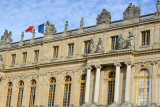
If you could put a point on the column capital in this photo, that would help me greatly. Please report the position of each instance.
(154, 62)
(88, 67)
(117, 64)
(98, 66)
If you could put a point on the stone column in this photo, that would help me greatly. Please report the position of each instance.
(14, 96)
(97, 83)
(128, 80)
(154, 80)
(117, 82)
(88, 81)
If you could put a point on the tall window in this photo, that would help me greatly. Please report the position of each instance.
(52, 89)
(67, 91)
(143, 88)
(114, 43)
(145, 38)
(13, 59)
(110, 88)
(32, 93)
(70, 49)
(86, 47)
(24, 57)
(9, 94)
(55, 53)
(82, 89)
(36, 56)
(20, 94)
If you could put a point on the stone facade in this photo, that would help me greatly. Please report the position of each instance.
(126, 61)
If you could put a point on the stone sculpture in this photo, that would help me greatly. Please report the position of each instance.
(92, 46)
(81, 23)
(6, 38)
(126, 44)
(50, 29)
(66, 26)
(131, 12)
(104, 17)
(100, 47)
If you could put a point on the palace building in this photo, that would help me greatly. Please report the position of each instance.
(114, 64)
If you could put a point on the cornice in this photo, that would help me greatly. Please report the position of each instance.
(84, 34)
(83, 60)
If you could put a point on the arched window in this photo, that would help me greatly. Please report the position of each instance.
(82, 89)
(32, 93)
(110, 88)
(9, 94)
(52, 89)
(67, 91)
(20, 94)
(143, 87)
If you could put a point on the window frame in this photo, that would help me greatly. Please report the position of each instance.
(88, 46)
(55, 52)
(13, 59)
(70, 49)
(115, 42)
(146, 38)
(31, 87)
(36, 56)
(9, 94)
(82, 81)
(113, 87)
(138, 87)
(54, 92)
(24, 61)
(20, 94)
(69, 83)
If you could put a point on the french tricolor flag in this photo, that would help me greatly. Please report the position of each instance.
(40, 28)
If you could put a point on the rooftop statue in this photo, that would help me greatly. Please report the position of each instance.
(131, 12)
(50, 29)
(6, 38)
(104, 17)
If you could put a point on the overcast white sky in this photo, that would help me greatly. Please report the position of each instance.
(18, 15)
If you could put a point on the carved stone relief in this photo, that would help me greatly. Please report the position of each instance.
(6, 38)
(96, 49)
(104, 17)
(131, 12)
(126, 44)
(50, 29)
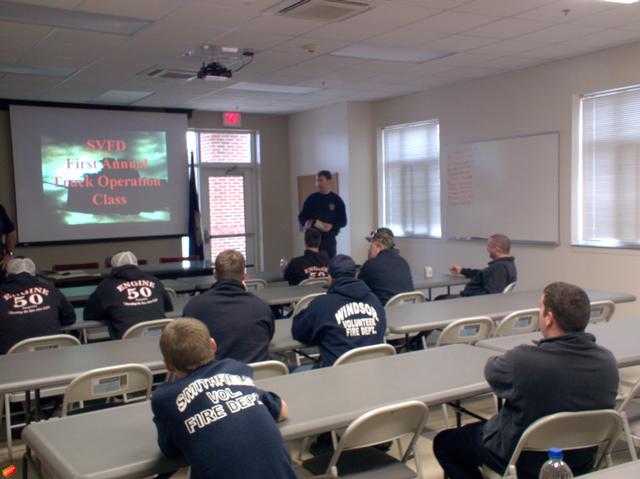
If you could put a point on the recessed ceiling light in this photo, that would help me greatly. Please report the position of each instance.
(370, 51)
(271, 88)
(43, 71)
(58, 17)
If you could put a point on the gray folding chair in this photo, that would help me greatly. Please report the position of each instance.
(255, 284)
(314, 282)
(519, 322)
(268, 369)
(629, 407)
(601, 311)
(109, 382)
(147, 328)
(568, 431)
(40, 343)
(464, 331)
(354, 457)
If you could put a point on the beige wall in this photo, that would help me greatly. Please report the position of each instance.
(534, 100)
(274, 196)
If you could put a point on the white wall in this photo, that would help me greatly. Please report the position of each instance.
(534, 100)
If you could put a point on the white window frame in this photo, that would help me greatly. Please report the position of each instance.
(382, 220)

--

* [Task statement]: Omit the pictures, then retype the remaining material without a single change.

* [Solution]:
If you could put a point on the column capital in this photo, that would help me greatly. Please report the position of each instance.
(154, 62)
(88, 67)
(117, 64)
(98, 66)
If you could put a point on the stone column in this photo, that would help me greatly. Please report the position of each instance.
(14, 96)
(97, 83)
(128, 80)
(154, 80)
(117, 82)
(88, 81)
If you could put a point on the tall window in this photo, that would help me greatly. Please report the position of each instance.
(52, 89)
(67, 91)
(143, 88)
(114, 43)
(145, 38)
(13, 59)
(110, 88)
(32, 93)
(70, 49)
(86, 47)
(24, 57)
(9, 94)
(55, 53)
(82, 89)
(36, 56)
(20, 94)
If you could put a point on the stone facade in this photo, that would help me greatly. Please report the position of each instance.
(126, 61)
If you could put a point on the stone sculpture in this photo, that would help me greatly. Please report the position of each instance.
(92, 46)
(81, 23)
(6, 38)
(126, 44)
(50, 29)
(66, 26)
(131, 12)
(104, 17)
(100, 47)
If you could put a point on the palace building in this photo, that would help me greatly. Please report the position of each instance.
(114, 64)
If you could put a point on the cornice in this photo, that would help me greatly. Please report the position of each instance.
(84, 34)
(83, 60)
If you could put a point on the arched window in this photo, that would help me greatly. Please report the position of each instance.
(82, 89)
(32, 93)
(110, 88)
(9, 94)
(52, 89)
(67, 91)
(20, 94)
(143, 87)
If you could put a point on the window frame in this photo, that would help me greatly. Please report the position of each instance.
(88, 46)
(55, 52)
(13, 59)
(70, 49)
(115, 42)
(146, 38)
(31, 87)
(36, 56)
(9, 94)
(82, 81)
(113, 87)
(138, 87)
(54, 92)
(24, 61)
(20, 94)
(69, 83)
If you could put a point on the french tricolor flag in this photo, that would help me greatly. Please report the position of each instance.
(40, 28)
If you could put a point on the rooftop statue in this photo, that would help me greatly. Please report the position of each instance.
(131, 12)
(50, 29)
(6, 38)
(104, 17)
If you could put a point on the overcast white sky in this photo, that would help me greatly. Please report the position of each instance.
(18, 15)
If you could put a point on the carved stone relief in this photo, that would help me greatly. Please report the position of each instance.
(6, 38)
(96, 49)
(104, 17)
(131, 12)
(126, 44)
(50, 29)
If you could put a point on the recessed ceiling light in this photo, that would help me greatly. Please report the position of each instance.
(370, 51)
(271, 88)
(43, 71)
(58, 17)
If you could put a point on the gray folding chair in this photo, that would help me greatly. Please report the position of each instance.
(255, 284)
(314, 282)
(519, 322)
(268, 369)
(629, 407)
(601, 311)
(109, 382)
(147, 328)
(568, 431)
(40, 343)
(464, 331)
(354, 457)
If you could put a point on the beige wall in this photo, that would help me greatly. Please report the position of each instance.
(534, 100)
(274, 196)
If you could put a point on the white wall in this photo, that would help me greatly. Please report the position of each instance.
(534, 100)
If you could put a point on the white window frame in this photo, that would help me greatly. Please report the position of each instance.
(382, 220)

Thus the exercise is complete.